Work instructions.
[a] Answer these questions from the patch notice:
(i) To which branch has the patch been added?
(ii) How often is the -mm tree updated in linux-next via the mm-everything branch?
(iii) Which commit added support for migrate on protnone reference with MPOL_BIND memory policy?
[b] List every step that the patch notice asks the reader to take before replying.
[c] Proceed with the patch notice on NUMA balancing migration, starting after its last sentence.

Selection.
## BEGIN
+ mm-numa_balancing-allow-migrate-on-protnone-reference-with-mpol_preferred_many-policy.patch added to mm-unstable branch

Andrew Morton <akpm@xxxxxxxxxxxxxxxxxxxx> · Tue, 19 Mar 2024 15:00:38 -0700

The patch titled
     Subject: mm/numa_balancing: allow migrate on protnone reference with MPOL_PREFERRED_MANY policy
has been added to the -mm mm-unstable branch.  Its filename is
     mm-numa_balancing-allow-migrate-on-protnone-reference-with-mpol_preferred_many-policy.patch

This patch will shortly appear at
     https://git.kernel.org/pub/scm/linux/kernel/git/akpm/25-new.git/tree/patches/mm-numa_balancing-allow-migrate-on-protnone-reference-with-mpol_preferred_many-policy.patch

This patch will later appear in the mm-unstable branch at
    git://git.kernel.org/pub/scm/linux/kernel/git/akpm/mm

Before you just go and hit "reply", please:
   a) Consider who else should be cc'ed
   b) Prefer to cc a suitable mailing list as well
   c) Ideally: find the original patch on the mailing list and do a
      reply-to-all to that, adding suitable additional cc's

*** Remember to use Documentation/process/submit-checklist.rst when testing your code ***

The -mm tree is included into linux-next via the mm-everything
branch at git://git.kernel.org/pub/scm/linux/kernel/git/akpm/mm
and is updated there every 2-3 working days

------------------------------------------------------
From: Donet Tom <donettom@xxxxxxxxxxxxx>
Subject: mm/numa_balancing: allow migrate on protnone reference with MPOL_PREFERRED_MANY policy
Date: Fri, 8 Mar 2024 09:15:38 -0600

commit bda420b98505 ("numa balancing: migrate on fault among multiple
bound nodes") added support for migrate on protnone reference with
MPOL_BIND memory policy.  This allowed numa fault migration when the
executing node is part of the policy mask for MPOL_BIND.  This patch
extends migration support to MPOL_PREFERRED_MANY policy.
## END
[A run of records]
## BEGIN
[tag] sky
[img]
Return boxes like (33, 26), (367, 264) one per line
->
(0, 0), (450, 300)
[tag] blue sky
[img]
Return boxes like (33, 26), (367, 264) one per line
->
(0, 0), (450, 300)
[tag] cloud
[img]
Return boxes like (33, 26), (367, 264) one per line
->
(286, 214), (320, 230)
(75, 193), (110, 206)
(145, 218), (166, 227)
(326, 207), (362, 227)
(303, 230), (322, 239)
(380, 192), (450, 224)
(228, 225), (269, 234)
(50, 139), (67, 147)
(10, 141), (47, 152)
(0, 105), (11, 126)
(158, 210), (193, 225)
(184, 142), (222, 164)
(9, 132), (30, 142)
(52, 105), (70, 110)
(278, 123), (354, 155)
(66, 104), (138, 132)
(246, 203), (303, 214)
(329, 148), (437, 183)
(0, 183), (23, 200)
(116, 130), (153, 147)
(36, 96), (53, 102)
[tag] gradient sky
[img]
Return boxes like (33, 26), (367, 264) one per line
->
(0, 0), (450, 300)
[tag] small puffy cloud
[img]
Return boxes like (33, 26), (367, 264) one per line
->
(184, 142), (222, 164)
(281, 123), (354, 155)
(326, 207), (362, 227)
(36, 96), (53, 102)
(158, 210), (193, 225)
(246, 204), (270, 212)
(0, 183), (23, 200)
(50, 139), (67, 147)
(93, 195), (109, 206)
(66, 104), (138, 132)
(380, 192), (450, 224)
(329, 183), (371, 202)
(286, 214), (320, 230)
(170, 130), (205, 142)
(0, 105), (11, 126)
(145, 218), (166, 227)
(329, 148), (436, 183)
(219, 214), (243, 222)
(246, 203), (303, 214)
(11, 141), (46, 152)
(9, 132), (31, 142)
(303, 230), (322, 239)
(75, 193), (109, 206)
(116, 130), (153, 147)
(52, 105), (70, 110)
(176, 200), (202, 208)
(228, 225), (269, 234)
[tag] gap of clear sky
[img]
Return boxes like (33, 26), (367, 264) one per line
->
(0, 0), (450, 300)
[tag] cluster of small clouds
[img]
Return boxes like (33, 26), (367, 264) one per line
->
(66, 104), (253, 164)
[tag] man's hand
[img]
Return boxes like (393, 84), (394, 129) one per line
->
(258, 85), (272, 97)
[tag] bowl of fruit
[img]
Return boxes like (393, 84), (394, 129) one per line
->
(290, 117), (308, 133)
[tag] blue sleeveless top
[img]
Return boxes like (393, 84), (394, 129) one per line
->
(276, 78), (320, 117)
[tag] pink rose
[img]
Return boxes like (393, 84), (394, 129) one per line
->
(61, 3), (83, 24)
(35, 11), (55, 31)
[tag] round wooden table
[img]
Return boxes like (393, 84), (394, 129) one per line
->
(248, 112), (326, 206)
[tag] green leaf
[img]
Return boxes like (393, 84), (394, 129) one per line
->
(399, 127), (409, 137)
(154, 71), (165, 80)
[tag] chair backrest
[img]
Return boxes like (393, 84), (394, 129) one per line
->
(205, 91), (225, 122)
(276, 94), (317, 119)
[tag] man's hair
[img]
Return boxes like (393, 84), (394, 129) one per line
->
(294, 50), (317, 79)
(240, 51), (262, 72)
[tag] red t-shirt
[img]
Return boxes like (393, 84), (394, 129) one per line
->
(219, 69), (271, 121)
## END
Solved problems.
[a]
(i) The mm-unstable branch of the -mm tree.
(ii) Every 2-3 working days.
(iii) Commit bda420b98505 ("numa balancing: migrate on fault among multiple bound nodes").

[b]
- Consider who else should be cc'ed.
- Prefer to cc a suitable mailing list as well.
- Ideally, find the original patch on the mailing list and do a reply-to-all to that, adding suitable additional cc's.

[c]
Currently, we cannot specify MPOL_PREFERRED_MANY with the mempolicy flag
MPOL_F_NUMA_BALANCING.  This causes issues when we want to use
NUMA_BALANCING_MEMORY_TIERING.  To effectively use the slow memory tier,
the kernel should not allocate pages from the slower memory tier via
allocation control zonelist fallback.  Instead, we should move cold pages
from the faster memory node via memory demotion.  For a page allocation,
kswapd is only woken up after we try to allocate pages from all nodes in
the allocation zone list.  This implies that, without using memory
policies, we will end up allocating hot pages in the slower memory tier.

MPOL_PREFERRED_MANY was added by commit b27abaccf8e8 ("mm/mempolicy: add
MPOL_PREFERRED_MANY for multiple preferred nodes") to allow better
allocation control when we have memory tiers in the system.  With
MPOL_PREFERRED_MANY, the user can use a policy node mask consisting only
of faster memory nodes.  When we fail to allocate pages from the faster
memory node, kswapd would be woken up, allowing demotion of cold pages to
slower memory nodes.

With the current kernel, such usage of memory policies implies we can't do
page promotion from a slower memory tier to a faster memory tier using
numa fault.  This patch fixes this issue.

For MPOL_PREFERRED_MANY, if the executing node is in the policy node mask,
we allow numa migration to the executing nodes.  If the executing node is
not in the policy node mask, we do not allow numa migration.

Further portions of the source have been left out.